**Job A**
Write out the IRA ceasefire passage word for word, starting at "Both security and" and ending at "freelance Provisional members.".

**Text segment**
>> BEGIN
By not denying the murder of Mr Bennett but insisting that its ceasefire was not breached, the IRA is differentiating between shooting British soldiers and RUC officers and attacking members of its own community.

"The ceasefire relates to attacks against the British state, but the IRA retains the right to deal with matters in its own community", said a republican source. "That includes taking action against informers, carrying out `punishment' attacks, and `policing' dissidents if need be."

Of the attempted smuggling of arms from the US, the IRA said its own "preliminary investigation" showed that the army council had not sanctioned any importation of weapons.

One republican veteran said: "I think the word `preliminary' was deliberately used to give the leadership room for manoeuvre if contradictory evidence comes to light during the trials of the accused. What is the need for an `investigation' anyway? The army council will immediately know whether or not it sanctioned the operation."

Both security and republican sources said the attempted arms smuggling was far too complex and expensive an operation for freelance Provisional members.
>> END
**Job B**
Find each line of the records that contains the string "part", and copy those lines out in full.

[Named-object pointing entries]
>> BEGIN
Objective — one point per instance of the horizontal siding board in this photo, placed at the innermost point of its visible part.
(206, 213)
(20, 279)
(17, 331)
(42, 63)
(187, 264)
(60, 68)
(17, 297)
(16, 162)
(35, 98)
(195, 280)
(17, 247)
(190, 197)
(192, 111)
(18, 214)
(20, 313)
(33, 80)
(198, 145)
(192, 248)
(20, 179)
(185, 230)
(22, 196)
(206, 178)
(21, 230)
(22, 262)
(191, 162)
>> END
**Correct response A**
Both security and republican sources said the attempted arms smuggling was far too complex and expensive an operation for freelance Provisional members.

**Correct response B**
Objective — one point per instance of the horizontal siding board in this photo, placed at the innermost point of its visible part.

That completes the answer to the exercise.